INSTRUCTIONS:
1. According to the article on Obirifo Ahunako Ahor Ankobea II, in which town was the ceremony held that renamed his traditional council in April 2024?
2. Carry on the article on Obirifo Ahunako Ahor Ankobea II, starting after its last sentence.

Paramount Chief of the Gomoa Assin Traditional Area
- Reign: 2001–present
- Predecessor: Okukutah Ahunaku Acquah I
- House: Royal Asona Family

= Obirifo Ahunako Ahor Ankobea II =

Paramount Chief of Gomoa Akyempim since 2001

Obirifo Ahunako Ahor Ankobea II (also written Obrifo Ahunako Ahor Ankobea II or Obirifo Ahunako Ahor Ankobeah II) is a Ghanaian traditional ruler who has served as the Omanhene (Paramount Chief) and President of the Gomoa Assin Traditional Council in the Central Region of Ghana since 2001. He presides over a traditional area spanning over 165 towns and villages in the Gomoa West District and surrounding areas.

==Background and enstoolment==

Obirifo Ahunako Ahor Ankobea II is a member of the Royal Asona Family, the ruling royal family of the Gomoa Akyempim Traditional Paramountcy. The paramountcy is organised around six ruling gates. Garuba Gate, Dokua Gate, Adadzewa, Wordzibeyor, Mbrowa, and Osuan Gate, each represented by a Head of Family (Ebusuapanyin), with the succession to the paramount stool following a rotational system among these gates.

He was enstooled as Omanhene in 2001 by the Kingmakers of all six Royal Gates of the Royal Asona Family, following the death of the previous paramount chief, Okukutah Ahunaku Acquah I.

==Gomoa Assin Traditional Area==

The traditional area over which Obirifo Ahunako Ahor Ankobea II presides encompasses communities within the Gomoa West District of Ghana's Central Region. The people of the area are predominantly Fante, a subgroup of the Akan people, whose ancestors migrated to the region centuries ago.

In April 2024, the traditional council over which he presides was officially renamed from the Akyempim Traditional Council to the Gomoa Assin Traditional Council, in a ceremony held at Buduatta in the Central Region. The council is noted as one of the largest in the province, with over 100 member chiefs.

EXTRACTED INFORMATION:
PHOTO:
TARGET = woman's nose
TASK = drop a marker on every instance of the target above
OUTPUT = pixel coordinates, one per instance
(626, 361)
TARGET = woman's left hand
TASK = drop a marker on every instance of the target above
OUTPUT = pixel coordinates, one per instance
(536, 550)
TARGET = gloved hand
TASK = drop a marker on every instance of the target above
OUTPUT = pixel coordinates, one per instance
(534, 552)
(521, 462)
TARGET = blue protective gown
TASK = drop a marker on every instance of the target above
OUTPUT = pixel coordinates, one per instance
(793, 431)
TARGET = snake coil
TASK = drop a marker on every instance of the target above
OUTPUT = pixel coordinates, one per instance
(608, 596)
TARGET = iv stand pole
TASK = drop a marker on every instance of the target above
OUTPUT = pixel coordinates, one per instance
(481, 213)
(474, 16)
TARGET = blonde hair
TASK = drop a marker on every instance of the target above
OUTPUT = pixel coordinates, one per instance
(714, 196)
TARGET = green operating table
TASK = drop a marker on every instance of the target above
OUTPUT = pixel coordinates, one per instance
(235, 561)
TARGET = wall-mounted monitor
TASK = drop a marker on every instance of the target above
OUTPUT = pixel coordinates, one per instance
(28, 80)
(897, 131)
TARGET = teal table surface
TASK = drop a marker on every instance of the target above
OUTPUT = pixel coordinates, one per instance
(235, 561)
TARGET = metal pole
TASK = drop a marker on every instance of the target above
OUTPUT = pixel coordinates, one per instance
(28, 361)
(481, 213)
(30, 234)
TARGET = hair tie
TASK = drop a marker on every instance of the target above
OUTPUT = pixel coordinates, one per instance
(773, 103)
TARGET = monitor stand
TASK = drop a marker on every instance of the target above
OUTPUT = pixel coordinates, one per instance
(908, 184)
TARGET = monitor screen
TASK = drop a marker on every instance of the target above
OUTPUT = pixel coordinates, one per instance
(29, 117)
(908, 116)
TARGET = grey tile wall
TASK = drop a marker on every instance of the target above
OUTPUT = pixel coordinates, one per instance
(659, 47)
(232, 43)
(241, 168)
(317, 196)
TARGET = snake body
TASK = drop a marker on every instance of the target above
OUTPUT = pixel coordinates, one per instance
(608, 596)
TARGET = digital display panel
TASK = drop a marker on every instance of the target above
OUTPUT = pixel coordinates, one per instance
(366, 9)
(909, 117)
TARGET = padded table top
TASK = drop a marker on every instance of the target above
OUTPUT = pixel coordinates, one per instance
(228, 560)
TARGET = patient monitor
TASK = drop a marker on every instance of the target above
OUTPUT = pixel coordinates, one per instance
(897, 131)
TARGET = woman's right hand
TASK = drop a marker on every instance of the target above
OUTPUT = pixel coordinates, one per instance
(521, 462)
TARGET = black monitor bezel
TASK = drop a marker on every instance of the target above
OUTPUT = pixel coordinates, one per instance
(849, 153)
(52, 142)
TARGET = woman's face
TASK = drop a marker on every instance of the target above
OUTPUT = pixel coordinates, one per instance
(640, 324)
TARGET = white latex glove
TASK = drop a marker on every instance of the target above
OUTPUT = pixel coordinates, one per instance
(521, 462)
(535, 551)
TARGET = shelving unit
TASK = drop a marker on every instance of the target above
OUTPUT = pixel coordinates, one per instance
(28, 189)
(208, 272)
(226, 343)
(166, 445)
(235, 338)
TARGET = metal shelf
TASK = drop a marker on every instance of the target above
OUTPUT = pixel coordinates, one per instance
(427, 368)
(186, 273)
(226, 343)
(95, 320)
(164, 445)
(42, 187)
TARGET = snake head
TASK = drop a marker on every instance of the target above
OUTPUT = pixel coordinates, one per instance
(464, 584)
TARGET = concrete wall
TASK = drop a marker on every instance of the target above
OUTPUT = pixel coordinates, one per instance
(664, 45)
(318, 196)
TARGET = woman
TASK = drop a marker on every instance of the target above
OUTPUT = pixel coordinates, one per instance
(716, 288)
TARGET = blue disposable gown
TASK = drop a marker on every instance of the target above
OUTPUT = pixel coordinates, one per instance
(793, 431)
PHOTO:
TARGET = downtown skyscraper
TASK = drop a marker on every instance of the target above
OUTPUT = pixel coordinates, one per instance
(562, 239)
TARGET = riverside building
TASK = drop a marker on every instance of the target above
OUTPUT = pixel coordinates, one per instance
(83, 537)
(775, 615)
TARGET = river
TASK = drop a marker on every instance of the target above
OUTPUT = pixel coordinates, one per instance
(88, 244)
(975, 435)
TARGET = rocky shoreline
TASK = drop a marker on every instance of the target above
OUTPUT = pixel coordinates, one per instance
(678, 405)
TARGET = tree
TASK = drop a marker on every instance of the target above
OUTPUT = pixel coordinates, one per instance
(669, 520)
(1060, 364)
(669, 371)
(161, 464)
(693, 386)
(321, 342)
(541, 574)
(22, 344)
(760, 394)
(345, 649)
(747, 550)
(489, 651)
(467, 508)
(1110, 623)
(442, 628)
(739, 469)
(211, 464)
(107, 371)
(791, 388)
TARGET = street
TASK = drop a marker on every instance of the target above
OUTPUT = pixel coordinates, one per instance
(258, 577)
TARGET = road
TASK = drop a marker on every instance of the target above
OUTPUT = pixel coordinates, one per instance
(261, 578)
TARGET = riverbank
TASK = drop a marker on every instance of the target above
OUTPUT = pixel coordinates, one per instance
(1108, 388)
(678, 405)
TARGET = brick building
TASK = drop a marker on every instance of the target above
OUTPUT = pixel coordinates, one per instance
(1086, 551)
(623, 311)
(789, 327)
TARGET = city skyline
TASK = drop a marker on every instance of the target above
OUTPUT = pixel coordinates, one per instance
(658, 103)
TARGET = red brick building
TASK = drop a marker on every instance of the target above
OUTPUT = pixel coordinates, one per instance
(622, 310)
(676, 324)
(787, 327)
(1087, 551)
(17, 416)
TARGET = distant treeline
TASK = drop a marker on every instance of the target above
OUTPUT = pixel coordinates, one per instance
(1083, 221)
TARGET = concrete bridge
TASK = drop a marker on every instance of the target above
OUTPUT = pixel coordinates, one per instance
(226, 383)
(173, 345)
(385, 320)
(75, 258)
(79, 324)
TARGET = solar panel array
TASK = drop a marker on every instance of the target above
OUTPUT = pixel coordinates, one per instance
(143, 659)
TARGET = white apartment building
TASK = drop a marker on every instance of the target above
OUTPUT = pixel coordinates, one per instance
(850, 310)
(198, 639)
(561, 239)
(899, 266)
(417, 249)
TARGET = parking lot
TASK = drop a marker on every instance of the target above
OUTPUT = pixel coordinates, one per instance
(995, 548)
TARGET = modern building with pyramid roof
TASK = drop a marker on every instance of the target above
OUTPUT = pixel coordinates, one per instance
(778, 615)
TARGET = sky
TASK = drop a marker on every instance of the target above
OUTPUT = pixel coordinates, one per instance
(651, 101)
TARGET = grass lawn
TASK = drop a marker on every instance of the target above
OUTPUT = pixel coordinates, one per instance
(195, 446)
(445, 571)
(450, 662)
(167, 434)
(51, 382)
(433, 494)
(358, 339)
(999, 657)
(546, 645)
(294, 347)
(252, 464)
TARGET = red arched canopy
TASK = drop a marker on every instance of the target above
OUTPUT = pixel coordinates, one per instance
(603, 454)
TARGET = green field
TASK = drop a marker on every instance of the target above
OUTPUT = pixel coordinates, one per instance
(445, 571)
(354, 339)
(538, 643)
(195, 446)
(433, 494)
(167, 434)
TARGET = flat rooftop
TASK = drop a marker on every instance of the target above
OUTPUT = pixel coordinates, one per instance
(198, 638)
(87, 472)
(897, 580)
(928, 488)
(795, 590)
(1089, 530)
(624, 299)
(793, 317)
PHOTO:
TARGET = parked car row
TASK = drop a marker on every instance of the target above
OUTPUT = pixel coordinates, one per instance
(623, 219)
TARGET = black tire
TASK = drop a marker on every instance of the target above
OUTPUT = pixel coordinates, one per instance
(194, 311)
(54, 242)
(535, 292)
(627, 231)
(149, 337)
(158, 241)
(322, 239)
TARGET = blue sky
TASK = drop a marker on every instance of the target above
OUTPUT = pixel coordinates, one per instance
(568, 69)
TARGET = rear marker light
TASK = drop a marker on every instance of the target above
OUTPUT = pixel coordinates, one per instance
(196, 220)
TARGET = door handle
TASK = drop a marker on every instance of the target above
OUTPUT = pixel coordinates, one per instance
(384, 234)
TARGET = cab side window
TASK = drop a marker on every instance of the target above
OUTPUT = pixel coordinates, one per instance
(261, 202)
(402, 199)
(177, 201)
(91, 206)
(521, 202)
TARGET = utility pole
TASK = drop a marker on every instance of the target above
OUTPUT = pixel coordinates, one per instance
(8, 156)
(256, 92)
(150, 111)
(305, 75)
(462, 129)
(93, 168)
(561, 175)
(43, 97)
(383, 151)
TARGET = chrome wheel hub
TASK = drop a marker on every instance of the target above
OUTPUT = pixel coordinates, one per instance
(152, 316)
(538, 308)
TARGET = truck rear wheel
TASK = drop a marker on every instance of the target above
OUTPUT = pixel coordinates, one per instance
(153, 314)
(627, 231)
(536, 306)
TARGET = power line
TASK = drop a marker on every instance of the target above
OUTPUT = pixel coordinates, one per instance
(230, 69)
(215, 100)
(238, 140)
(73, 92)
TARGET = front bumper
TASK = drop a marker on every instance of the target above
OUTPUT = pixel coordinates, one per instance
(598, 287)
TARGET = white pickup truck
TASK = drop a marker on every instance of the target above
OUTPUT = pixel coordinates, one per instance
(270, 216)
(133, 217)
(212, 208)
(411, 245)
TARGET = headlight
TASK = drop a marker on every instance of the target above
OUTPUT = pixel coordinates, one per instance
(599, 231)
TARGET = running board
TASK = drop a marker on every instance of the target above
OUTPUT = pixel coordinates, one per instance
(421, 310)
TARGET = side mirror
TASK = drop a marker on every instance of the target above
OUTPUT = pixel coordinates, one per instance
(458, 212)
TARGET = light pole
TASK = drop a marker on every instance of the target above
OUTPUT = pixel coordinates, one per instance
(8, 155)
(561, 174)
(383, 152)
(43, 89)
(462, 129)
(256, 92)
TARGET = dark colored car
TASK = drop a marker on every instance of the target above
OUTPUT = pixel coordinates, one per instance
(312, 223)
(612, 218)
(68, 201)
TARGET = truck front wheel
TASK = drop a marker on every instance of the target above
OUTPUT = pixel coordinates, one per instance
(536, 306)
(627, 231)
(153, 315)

SOLVED TASKS:
1. Buduatta, in the Central Region.

2.
==Governance and public positions==

As Omanhene, Obirifo Ahunako Ahor Ankobea II has used his platform to address governance issues within the traditional area. Notably, he has publicly advocated for the security screening of chieftaincy candidates, urging all kingmakers in the council to refer prospective chiefs to the Bureau of National Investigations (BNI) for vetting before installation, citing concerns about the infiltration of land guards and bad actors into the chieftaincy institution.

In May 2025, he appointed Nana Kumasah Krampah II, the Omankrado of Gomoa Asempanyi and Nyimfa Division, as Amankra-Kumahene (Deputy Chief Protocol) of the Gomoa Assin Traditional Council, with a mandate focused on strengthening cultural traditions and community development across the council's 165 towns and villages.

He has consistently defended the integrity of the traditional chieftaincy system, emphasising that chieftaincy succession is governed by customary law and that the installation of a chief must be carried out by the appropriate elders and kingmakers in accordance with Ghanaian customary law and the Chieftaincy Act, 2008 (Act 759).

==Chieftaincy disputes==

In April 2021, a faction of divisional chiefs and elders petitioned for his destoolment, alleging misconduct including denial of burial rites to a sub-chief who died of COVID-19 in early 2021, and broader claims of mismanagement. Supporters of the Omanhene, including the divisional chiefs of the area and the lawful Heads of Families, rejected these destoolment moves as procedurally invalid, arguing that any such proceeding must be commenced at the Judicial Committee of the Central Regional House of Chiefs under Section 40 of Act 759.

In November 2025, he publicly condemned an attempt by a group of individuals to unlawfully install a rival claimant as chief of Gomoa Assin, affirming that neither the Traditional Council nor its Registrar had any record of a destoolment or authorised new installation.